Recopiez à l'identique les lignes des enregistrements ci-dessous, de la ligne qui contient "Exercise. Pick out the chimney" jusqu'à celle qui contient "<point>366,648</point>", ces deux lignes comprises.

Enregistrements de pointage d'objets nommés:
>>>>

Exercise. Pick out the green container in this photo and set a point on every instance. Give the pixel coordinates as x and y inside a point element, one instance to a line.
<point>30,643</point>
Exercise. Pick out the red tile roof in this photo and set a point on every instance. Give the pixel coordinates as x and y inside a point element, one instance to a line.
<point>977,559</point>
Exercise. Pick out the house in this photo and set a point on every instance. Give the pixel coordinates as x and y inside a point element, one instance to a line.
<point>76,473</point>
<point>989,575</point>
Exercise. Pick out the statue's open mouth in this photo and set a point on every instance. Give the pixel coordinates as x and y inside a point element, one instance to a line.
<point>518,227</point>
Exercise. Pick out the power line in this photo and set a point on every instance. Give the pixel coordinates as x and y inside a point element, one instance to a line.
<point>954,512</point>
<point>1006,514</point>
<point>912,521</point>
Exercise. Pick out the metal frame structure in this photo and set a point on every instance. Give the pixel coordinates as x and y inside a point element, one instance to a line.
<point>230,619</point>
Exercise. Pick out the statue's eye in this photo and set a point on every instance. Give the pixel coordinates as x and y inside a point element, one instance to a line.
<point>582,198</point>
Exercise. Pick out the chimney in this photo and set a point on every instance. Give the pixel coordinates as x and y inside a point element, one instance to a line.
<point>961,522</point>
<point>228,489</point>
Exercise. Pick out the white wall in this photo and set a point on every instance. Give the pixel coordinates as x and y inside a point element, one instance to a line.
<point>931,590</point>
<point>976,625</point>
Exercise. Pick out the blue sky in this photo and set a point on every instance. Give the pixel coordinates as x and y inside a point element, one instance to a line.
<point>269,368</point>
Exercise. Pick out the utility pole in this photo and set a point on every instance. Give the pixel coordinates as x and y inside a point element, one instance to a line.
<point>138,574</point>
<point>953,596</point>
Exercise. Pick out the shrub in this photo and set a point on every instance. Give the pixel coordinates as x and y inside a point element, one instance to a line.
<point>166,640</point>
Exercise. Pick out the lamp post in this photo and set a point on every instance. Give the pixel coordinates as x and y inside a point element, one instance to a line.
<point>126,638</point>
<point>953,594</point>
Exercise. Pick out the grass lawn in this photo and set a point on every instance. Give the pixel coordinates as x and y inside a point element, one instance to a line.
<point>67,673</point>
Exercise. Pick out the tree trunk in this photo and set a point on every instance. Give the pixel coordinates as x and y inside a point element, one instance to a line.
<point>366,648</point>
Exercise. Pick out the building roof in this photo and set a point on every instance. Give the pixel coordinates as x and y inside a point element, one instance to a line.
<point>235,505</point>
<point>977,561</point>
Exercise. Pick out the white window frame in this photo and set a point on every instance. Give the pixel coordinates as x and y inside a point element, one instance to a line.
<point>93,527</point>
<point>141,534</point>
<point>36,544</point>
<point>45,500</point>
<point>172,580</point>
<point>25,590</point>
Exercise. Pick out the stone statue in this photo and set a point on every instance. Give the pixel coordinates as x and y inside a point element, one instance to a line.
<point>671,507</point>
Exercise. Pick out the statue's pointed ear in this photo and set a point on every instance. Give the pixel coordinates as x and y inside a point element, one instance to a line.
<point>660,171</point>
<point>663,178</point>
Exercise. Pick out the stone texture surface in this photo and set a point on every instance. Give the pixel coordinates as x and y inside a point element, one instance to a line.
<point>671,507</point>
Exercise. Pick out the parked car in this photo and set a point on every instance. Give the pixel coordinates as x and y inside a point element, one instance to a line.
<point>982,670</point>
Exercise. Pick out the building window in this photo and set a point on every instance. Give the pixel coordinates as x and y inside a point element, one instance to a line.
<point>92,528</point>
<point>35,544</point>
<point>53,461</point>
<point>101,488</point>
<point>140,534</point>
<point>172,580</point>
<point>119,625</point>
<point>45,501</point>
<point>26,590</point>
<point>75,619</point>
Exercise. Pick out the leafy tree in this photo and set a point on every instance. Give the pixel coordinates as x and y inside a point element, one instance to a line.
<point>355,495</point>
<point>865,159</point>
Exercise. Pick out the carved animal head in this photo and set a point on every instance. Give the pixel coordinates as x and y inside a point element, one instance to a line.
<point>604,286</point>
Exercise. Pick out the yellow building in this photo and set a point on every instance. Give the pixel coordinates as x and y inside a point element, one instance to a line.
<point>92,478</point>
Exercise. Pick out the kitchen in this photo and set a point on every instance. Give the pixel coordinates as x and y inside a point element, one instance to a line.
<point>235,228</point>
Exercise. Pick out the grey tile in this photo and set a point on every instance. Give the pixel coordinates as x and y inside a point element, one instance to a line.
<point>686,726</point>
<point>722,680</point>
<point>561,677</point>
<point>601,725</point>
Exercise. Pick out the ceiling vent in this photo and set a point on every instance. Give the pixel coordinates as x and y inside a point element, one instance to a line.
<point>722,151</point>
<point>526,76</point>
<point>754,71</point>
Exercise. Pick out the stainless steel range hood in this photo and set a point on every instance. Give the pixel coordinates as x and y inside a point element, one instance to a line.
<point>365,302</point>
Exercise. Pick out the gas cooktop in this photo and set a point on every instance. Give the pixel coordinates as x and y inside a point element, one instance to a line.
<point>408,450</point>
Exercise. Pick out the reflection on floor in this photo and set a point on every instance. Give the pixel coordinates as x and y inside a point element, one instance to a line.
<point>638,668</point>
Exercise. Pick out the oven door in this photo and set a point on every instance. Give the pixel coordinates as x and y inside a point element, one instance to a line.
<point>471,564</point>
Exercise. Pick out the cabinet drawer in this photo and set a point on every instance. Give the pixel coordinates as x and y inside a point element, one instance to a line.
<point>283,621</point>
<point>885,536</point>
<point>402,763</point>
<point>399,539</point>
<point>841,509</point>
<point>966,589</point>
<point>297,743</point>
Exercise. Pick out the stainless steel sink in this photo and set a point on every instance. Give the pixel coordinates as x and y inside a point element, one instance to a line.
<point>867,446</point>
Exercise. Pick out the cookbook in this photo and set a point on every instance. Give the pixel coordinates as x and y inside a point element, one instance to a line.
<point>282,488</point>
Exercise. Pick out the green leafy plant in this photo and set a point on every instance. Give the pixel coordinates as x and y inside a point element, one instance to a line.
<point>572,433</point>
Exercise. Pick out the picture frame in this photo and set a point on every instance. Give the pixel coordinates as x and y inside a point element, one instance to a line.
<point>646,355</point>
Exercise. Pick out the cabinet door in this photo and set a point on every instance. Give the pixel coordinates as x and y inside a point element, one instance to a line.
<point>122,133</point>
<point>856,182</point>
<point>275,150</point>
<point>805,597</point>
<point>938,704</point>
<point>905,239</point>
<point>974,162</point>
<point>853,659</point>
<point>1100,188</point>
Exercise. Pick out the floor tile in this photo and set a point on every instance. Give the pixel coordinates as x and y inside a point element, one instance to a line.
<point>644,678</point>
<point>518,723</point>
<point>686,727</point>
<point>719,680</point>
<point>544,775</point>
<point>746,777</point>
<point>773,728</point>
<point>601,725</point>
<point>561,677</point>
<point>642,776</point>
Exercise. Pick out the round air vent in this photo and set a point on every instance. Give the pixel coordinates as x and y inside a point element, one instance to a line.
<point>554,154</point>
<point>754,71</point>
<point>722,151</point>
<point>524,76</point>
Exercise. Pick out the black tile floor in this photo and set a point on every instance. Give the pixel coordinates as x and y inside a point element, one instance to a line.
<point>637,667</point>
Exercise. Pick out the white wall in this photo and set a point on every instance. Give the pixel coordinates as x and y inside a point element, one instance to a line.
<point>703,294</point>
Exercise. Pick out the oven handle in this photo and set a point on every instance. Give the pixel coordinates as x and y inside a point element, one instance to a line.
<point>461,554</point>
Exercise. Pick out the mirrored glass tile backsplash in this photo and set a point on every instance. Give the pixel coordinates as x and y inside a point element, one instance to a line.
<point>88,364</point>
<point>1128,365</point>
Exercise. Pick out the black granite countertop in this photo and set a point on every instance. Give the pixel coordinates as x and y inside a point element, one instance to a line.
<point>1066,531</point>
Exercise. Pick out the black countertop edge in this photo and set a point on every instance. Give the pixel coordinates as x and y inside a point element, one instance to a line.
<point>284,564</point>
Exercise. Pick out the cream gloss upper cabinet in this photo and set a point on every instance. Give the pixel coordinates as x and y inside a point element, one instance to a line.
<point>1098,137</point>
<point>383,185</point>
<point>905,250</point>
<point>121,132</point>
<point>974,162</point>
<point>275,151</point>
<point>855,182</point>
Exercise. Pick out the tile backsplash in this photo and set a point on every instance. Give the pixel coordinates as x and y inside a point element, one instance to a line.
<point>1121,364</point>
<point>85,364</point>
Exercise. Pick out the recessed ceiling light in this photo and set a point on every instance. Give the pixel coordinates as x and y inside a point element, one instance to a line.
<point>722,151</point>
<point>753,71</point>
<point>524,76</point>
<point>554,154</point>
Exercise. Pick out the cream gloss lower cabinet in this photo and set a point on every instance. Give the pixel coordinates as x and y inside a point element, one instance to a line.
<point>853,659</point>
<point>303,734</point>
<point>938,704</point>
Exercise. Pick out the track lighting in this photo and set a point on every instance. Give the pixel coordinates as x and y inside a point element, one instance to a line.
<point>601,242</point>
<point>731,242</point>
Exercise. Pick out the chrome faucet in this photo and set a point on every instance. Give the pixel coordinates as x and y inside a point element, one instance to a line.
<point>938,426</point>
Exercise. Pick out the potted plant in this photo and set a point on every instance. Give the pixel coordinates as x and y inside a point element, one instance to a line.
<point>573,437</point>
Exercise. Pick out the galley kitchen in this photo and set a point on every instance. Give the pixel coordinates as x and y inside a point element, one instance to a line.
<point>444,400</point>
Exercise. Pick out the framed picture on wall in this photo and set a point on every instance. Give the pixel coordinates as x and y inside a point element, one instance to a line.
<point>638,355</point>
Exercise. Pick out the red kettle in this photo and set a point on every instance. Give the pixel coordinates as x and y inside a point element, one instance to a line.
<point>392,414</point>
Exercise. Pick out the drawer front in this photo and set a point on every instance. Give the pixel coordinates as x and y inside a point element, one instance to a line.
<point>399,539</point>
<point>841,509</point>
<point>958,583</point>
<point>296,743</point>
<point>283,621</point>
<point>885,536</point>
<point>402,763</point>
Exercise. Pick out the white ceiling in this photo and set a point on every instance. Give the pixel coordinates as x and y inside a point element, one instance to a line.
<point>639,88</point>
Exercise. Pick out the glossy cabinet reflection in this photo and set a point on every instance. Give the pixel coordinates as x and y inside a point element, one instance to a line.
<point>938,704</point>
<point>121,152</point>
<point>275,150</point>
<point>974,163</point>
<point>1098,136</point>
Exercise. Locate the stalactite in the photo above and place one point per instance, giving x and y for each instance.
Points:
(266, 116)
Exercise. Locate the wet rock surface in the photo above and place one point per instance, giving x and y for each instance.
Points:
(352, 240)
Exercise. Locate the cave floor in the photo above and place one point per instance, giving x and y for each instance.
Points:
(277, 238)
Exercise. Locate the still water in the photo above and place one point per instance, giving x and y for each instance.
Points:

<<<<

#### [Résultat obtenu]
Exercise. Pick out the chimney in this photo and set a point on every instance. Give the pixel coordinates as x and y inside a point element, one instance to a line.
<point>961,522</point>
<point>228,489</point>
Exercise. Pick out the white wall in this photo and set a point on every instance. Give the pixel coordinates as x and y inside a point element, one instance to a line.
<point>931,590</point>
<point>976,625</point>
Exercise. Pick out the blue sky in this photo and set a point on every instance. Give the pixel coordinates as x and y inside a point element, one instance to a line.
<point>269,368</point>
Exercise. Pick out the utility pole in this photo and set a point on every instance. Give the pixel coordinates as x and y inside a point element, one instance to a line.
<point>138,574</point>
<point>953,596</point>
Exercise. Pick out the shrub in this photo and set a point on every instance. Give the pixel coordinates as x and y inside a point element, one instance to a line.
<point>166,640</point>
Exercise. Pick out the lamp post in this photo and set a point on every instance. Give the pixel coordinates as x and y inside a point element, one instance to a line.
<point>126,638</point>
<point>953,594</point>
Exercise. Pick out the grass lawn in this photo and set a point on every instance. Give the pixel coordinates as x and y inside a point element, one instance to a line.
<point>67,673</point>
Exercise. Pick out the tree trunk in this photo and set a point on every instance. Give the pixel coordinates as x and y inside a point element, one instance to a line.
<point>366,648</point>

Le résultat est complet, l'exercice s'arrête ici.